* [TASK PROMPT] Give every line of the listing word for word, beginning at the first and including the line with "Task: point out the green grass" as the last.

* [PROVIDED ENTRIES]

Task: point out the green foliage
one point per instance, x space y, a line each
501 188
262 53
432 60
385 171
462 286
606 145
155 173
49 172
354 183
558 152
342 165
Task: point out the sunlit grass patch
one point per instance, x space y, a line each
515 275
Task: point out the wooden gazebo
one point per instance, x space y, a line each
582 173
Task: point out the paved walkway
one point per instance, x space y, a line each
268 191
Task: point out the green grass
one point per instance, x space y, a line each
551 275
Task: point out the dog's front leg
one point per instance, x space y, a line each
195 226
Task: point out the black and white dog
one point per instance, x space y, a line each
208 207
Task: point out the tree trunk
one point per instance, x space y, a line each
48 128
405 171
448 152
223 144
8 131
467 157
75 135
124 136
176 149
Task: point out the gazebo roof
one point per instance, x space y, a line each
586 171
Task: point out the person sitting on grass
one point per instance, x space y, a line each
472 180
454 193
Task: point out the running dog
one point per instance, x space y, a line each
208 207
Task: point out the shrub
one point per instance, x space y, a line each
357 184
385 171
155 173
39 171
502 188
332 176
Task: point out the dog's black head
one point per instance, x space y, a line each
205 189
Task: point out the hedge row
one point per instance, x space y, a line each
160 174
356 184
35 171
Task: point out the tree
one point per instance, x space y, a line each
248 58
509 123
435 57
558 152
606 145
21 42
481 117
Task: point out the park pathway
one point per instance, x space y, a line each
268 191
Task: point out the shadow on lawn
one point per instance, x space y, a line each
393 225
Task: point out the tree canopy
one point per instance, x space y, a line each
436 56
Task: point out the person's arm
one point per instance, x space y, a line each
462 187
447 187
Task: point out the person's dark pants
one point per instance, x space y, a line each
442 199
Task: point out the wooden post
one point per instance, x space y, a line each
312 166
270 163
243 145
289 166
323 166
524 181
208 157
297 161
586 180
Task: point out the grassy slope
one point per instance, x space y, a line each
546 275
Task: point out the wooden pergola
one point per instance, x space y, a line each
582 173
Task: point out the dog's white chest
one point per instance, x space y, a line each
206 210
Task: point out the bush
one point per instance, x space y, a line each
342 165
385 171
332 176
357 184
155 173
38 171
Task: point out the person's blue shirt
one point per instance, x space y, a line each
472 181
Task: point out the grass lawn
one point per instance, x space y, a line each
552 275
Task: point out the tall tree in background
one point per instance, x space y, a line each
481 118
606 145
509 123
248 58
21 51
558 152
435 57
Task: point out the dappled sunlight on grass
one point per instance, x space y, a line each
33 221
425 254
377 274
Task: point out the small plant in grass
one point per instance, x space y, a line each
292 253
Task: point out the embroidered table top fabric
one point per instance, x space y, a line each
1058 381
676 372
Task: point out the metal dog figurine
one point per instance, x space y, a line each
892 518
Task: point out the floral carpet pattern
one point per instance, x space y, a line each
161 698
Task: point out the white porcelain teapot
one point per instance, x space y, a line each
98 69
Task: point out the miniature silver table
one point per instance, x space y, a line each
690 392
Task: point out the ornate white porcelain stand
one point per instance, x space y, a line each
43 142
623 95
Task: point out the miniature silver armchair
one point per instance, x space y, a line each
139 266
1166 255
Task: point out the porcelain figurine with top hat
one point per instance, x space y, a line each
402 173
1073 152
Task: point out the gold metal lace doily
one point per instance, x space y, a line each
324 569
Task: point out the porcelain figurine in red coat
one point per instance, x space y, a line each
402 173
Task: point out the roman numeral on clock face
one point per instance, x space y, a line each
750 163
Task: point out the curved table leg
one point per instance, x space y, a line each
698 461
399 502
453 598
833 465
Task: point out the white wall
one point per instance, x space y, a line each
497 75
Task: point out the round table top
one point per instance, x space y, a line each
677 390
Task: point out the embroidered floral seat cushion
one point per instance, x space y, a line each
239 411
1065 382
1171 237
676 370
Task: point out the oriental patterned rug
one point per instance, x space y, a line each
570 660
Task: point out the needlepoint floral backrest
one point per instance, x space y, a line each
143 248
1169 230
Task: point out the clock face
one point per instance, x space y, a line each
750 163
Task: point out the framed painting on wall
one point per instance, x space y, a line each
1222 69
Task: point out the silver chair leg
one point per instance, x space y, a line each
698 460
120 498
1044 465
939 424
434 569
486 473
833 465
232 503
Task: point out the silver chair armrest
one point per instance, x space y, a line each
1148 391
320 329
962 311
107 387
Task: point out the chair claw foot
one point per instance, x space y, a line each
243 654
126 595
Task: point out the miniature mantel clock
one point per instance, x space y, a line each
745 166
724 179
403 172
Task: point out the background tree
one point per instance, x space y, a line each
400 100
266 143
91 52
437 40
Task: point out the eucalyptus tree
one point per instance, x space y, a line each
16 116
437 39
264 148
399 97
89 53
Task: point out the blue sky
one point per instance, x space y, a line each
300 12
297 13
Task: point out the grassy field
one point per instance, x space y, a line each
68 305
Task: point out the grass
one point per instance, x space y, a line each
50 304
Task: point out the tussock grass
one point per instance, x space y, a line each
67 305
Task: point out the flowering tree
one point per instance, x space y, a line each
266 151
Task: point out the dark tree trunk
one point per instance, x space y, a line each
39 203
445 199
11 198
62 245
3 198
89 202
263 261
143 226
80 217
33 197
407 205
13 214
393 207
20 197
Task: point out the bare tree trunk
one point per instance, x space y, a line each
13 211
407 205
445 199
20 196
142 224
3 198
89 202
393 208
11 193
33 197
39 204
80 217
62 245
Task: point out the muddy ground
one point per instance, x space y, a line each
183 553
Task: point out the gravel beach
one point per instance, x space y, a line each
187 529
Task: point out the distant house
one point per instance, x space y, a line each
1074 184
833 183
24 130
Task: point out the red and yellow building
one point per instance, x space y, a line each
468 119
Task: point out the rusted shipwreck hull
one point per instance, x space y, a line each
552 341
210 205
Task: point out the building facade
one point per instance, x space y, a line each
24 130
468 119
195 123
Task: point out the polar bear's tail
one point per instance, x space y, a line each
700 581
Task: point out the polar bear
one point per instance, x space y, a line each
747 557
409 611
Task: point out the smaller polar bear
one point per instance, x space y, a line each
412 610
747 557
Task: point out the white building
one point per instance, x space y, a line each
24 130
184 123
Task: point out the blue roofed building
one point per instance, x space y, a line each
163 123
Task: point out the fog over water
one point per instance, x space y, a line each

* [TASK RESPONSE]
Task: point out the green foliage
one point per instance, x space y, a line each
501 188
262 53
432 60
385 171
462 286
606 145
155 173
49 172
354 183
558 152
342 165
Task: point out the sunlit grass patch
one point per instance, x space y, a line each
515 275
Task: point out the wooden gazebo
one point per instance, x space y, a line each
582 173
Task: point out the paved walkway
one point per instance, x space y, a line each
268 191
Task: point out the green grass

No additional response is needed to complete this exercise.